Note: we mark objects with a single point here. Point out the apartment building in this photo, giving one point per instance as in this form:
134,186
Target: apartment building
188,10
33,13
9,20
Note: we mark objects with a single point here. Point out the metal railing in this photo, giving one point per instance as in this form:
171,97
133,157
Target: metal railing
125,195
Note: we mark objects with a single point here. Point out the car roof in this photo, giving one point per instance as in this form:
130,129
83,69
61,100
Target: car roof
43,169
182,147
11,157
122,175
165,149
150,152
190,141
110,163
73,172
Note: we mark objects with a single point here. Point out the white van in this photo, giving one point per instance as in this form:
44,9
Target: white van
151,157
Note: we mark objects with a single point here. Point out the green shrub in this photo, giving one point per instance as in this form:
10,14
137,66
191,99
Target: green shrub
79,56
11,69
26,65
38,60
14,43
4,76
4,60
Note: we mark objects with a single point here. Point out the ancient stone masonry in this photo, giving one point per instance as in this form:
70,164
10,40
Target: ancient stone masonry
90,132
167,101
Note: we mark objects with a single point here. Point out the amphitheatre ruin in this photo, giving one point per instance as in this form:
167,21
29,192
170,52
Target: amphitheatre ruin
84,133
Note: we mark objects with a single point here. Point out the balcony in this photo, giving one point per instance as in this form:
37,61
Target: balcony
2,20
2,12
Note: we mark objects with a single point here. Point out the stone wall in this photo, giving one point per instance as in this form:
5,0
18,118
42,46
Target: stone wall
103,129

□ □ □ □

* **YOUR TASK**
Extract all of the rows above word for word, preserving every line in its original order.

* **OUTPUT OF THE TASK**
Note: we mark objects with a single point here. Point out the apartment building in this photo, giving one point per instance as in this form:
134,186
Target: apartment building
188,10
33,13
9,20
Note: we mark objects with a single point here. Point out the metal railing in this photo, giving one point per instance as in this form:
171,97
133,157
Target: metal railing
125,195
Note: we mark objects with a single point here. Point out the car roof in this photo, giving one point per instance as in this form:
130,129
83,69
61,100
Target: car roof
43,169
182,147
11,157
122,175
165,149
150,152
190,141
110,163
73,172
Note: we mark objects with a single point here. Point out the white van in this photo, giving one point per instance as in this form:
44,9
Target: white van
151,157
Note: we mark objects with a single point here. Point out the green shrub in this photo, giving one point per instance as in this form:
10,14
137,66
191,99
Target: green shrub
79,56
11,69
26,65
38,60
14,43
4,76
4,60
Note: we mark objects with a single point here. Point out the ancient stone masonry in this photo, giving one point per instance as in this form:
70,164
10,40
Target: ancient stone masonry
90,132
167,101
Note: we mark objects with a single point here. Point out the amphitheatre ruin in this photo, giving one point per instance as in this form:
167,21
29,192
170,52
Target: amphitheatre ruin
84,133
Note: we mark objects with a single point here. Point out the balcony in this photo, giving one point per instance as in this form:
37,61
Target: balcony
2,20
2,12
Note: we mark objects with a single point here. Point out the stone wall in this photo, giving one point per instance as in this form:
5,0
18,118
42,46
Target: stone wall
103,129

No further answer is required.